Text des Artikels —
Der Hauptbeschuldigte ist der 39-jährige Dieter S. Nach Informationen des ARD-Hauptstadtstudios und SWR wurden die deutschen Sicherheitsbehörden auf ihn aufmerksam, nachdem sie einen Hinweis eines ausländischen Nachrichtendienstes erhalten hatten. Im Zuge der Ermittlungen zu den mutmaßlichen Sabotageplänen stellte sich heraus, dass Dieter S. von Dezember 2014 bis September 2016 für eine Brigade der Separatisten der "Volksrepublik Donezk" gegen die Ukraine gekämpft haben soll. Das Gebiet im Osten der Ukraine wurde von Russland später völkerrechtswidrig annektiert.
Scholz: Spionage "niemals hinnehmen"
Bundeskanzler Olaf Scholz erklärte in einer ersten Reaktion, dass die Abwehr solcher Aktivitäten hohe Priorität haben müsse. "Wir können niemals hinnehmen, dass solche Spionageaktivitäten in Deutschland stattfinden", sagte er nach dem EU-Gipfel in Brüssel. Man müsse deshalb hohe Anforderungen an die Sicherheitsbehörden stellen.

Vorliegende Angaben —
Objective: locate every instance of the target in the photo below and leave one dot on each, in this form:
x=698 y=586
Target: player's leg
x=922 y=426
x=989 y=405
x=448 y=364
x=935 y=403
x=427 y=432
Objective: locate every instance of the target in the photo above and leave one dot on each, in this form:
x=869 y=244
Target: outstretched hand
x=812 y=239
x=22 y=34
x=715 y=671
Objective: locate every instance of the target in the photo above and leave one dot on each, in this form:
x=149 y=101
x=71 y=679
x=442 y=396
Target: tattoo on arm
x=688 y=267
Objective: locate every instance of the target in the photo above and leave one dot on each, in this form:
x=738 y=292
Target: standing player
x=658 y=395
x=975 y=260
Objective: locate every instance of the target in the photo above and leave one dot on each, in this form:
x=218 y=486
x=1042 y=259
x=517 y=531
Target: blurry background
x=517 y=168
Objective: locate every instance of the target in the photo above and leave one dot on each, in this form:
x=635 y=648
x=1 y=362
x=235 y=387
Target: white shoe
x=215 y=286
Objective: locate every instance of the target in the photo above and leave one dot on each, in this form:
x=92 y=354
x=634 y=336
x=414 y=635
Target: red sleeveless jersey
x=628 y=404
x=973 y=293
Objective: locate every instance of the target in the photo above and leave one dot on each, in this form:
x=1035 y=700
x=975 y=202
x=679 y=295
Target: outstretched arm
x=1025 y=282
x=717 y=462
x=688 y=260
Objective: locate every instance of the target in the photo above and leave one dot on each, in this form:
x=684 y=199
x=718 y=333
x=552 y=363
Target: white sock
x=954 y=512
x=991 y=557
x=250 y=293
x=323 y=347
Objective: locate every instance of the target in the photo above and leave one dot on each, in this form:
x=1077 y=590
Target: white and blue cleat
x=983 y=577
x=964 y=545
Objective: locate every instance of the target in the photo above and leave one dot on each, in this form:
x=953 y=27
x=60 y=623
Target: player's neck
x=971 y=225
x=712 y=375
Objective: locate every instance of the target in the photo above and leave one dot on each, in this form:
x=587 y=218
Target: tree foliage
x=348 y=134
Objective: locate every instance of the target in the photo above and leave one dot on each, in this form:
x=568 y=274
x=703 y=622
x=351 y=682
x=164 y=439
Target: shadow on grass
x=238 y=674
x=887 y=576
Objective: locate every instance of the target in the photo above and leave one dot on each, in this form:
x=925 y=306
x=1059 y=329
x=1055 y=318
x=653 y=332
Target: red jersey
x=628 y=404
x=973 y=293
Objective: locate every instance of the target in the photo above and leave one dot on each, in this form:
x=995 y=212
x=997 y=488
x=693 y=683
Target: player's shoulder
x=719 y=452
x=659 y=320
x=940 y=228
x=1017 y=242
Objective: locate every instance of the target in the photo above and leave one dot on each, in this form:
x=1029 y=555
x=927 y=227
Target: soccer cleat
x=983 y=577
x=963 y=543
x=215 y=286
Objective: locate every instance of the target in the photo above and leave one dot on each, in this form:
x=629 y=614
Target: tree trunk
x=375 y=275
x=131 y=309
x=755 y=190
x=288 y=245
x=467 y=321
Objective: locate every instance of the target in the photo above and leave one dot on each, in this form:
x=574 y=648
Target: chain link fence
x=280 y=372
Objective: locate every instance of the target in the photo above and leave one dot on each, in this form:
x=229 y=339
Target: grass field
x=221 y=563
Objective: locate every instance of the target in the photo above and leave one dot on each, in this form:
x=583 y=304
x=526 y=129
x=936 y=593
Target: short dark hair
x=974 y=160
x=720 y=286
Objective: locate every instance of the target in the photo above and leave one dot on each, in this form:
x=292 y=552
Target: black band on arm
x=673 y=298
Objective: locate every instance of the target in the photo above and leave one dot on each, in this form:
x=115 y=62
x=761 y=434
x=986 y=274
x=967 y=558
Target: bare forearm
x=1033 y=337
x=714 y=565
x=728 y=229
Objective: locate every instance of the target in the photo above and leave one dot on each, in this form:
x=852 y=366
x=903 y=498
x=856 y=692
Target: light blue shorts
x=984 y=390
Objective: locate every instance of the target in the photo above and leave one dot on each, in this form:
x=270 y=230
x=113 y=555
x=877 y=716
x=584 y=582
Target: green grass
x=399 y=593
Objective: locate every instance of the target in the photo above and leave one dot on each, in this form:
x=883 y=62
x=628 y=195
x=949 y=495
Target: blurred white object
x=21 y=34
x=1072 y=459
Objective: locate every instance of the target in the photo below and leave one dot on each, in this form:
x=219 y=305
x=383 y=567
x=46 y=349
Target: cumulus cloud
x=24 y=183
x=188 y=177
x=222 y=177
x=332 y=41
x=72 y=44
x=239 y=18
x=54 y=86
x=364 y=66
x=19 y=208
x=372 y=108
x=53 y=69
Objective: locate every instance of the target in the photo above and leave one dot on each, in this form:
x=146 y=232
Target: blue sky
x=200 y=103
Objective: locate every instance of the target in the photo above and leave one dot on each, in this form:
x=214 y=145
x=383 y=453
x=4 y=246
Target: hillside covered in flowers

Arbeitsauftrag 1 —
Beantworte anhand des Artikels über den Spionageverdacht kurz diese Fragen:
(a) Wie alt ist der Hauptbeschuldigte?
(b) Von wann bis wann soll Dieter S. für eine Brigade der Separatisten gekämpft haben?
(c) Nach welchem Treffen und in welcher Stadt äußerte sich Olaf Scholz?
Arbeitsauftrag 2 — Setze den Artikel über den Spionageverdacht im Anschluss an seinen letzten Satz fort.
Die Auflistung spielt hier keine Rolle.

Antwort 1 —
(a) 39 Jahre
(b) Von Dezember 2014 bis September 2016
(c) Nach dem EU-Gipfel in Brüssel

Antwort 2 —
Bundesinnenministerin Nancy Faeser sprach von einem "besonders schweren Fall der mutmaßlichen Agententätigkeit für Putins Verbrecher-Regime". Deutschland werde die Ukraine weiter unterstützen und sich nicht einschüchtern lassen. Bundesjustizminister Marco Buschmann sagte, "wir wissen, dass der russische Machtapparat auch unser Land in den Fokus nimmt". Auf diese Bedrohung müsse Deutschland wehrhaft und entschlossen reagieren.
Kiesewetter: "AfD-Sympathisanten" in den Blick nehmen
Der Vorsitzende des Parlamentarischen Kontrollgremiums im Bundestag, Konstantin von Notz, sprach von einem "hochalarmierenden Vorgang". Die Mitglieder des Kontrollgremiums hätten die Bundesregierung "sehr deutlich aufgefordert, den vielfachen Hinweisen auf derartige, sehr weitgehende Spionage- und Einflussoperationen nachzugehen, die Tragweite der Bedrohung zu erkennen und entsprechend zu reagieren", so der Grünen-Politiker. Deutschland müsse sich "zukünftig deutlich robuster, resilienter und wehrhafter aufstellen".
Das Parlamentarische Kontrollgremium - ein Gremium des Bundestages - ist für die Kontrolle der Nachrichtendienste des Bundes zuständig und überwacht den Bundesnachrichtendienst (BND), den Militärischen Abschirmdienst (MAD) und das Bundesamt für Verfassungsschutz (BfV). Die Bundesregierung ist nach dem Kontrollgremiumgesetz dazu verpflichtet, das Gremium umfassend über die allgemeinen Tätigkeiten der Nachrichtendienste und über Vorgänge von besonderer Bedeutung zu unterrichten.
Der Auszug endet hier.